* _SOURCE_:
# Scooter :(



## Pipp (Aug 1, 2008)

I'll edit this post later. 

:sad:


----------



## GoinBackToCali (Aug 1, 2008)

I'm so sorry love...

Z


----------



## RexyRex (Aug 1, 2008)

I got up early so I could check on Scooter before I went to work....I am so so sorry. I don't know what else to say.


----------



## JadeIcing (Aug 1, 2008)

I can comprehend this. I am so sorry. I am here if you need to talk.


----------



## cheryl (Aug 1, 2008)

Oh no what sad.. sad news...i'm so sorry to hear about Scooter 

Binky free little one

~Cheryl


----------



## JimD (Aug 1, 2008)

i'm so sorry.

will keep you in our thoughts and prayes.

ray::rainbow:





:sigh:


----------



## slavetoabunny (Aug 1, 2008)

I'm so sorry you lost Scooter. RIP little one. :rainbow:


----------



## Becca (Aug 1, 2008)

Binky Free Scooter baby 

*Becca*


----------



## pamnock (Aug 1, 2008)

I'm so sorry 

Pam


----------



## pla725 (Aug 1, 2008)

At least you gave him a chance that other rabbits in the shelter didn't have. Accidents happen. I'm sorry for the loss.

* _GOAL_:
Which posters in the thread use the name Scooter in their posts? Give their usernames. The lines after this point are separate from the thread.

* _RECORDS_:
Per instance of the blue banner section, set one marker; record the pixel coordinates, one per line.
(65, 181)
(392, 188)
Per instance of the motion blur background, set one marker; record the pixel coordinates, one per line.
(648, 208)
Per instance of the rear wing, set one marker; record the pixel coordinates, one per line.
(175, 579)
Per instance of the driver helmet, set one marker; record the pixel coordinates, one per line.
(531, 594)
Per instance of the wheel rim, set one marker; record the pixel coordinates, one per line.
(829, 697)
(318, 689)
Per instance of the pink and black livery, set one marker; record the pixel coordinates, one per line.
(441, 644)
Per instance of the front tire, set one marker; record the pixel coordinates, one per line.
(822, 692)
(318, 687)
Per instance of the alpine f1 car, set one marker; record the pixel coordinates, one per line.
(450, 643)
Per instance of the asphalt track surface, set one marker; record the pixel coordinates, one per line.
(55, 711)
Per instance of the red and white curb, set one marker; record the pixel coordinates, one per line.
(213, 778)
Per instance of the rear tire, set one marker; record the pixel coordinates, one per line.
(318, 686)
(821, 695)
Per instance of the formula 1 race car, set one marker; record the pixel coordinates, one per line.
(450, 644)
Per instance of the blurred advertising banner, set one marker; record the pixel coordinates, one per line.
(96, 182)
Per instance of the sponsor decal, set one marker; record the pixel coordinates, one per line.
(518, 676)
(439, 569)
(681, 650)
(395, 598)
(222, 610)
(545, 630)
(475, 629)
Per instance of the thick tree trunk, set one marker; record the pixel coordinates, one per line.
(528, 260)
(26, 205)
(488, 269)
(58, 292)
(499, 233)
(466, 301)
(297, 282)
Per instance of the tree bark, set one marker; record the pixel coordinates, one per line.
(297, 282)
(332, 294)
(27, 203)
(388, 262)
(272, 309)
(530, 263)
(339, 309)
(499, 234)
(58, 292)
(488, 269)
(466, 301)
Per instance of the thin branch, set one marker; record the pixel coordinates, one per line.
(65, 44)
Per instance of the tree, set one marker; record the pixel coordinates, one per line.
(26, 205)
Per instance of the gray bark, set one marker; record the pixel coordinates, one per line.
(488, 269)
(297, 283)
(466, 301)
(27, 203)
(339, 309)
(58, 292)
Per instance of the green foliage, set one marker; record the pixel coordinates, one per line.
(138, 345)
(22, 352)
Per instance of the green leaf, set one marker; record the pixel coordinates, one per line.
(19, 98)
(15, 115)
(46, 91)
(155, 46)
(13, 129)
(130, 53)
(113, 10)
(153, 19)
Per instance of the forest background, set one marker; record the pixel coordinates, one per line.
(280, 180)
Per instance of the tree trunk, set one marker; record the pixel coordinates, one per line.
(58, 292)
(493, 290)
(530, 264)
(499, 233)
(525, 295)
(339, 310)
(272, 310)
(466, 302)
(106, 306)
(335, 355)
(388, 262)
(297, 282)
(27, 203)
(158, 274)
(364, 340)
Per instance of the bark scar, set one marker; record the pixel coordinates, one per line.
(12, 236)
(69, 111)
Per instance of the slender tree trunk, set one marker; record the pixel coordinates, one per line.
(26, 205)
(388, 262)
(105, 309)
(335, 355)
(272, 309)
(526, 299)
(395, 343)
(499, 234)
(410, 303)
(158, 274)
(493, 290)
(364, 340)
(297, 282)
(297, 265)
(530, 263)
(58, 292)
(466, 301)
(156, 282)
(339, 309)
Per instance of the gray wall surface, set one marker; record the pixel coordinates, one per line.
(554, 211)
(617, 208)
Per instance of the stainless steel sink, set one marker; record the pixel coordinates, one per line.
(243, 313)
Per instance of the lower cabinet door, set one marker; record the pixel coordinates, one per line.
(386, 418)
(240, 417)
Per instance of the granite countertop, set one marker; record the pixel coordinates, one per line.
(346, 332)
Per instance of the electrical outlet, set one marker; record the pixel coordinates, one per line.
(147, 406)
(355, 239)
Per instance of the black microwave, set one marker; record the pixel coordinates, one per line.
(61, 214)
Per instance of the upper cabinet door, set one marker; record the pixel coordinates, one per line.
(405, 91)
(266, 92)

* _EXERCISE OUTPUT_:
RexyRex, cheryl, slavetoabunny, Becca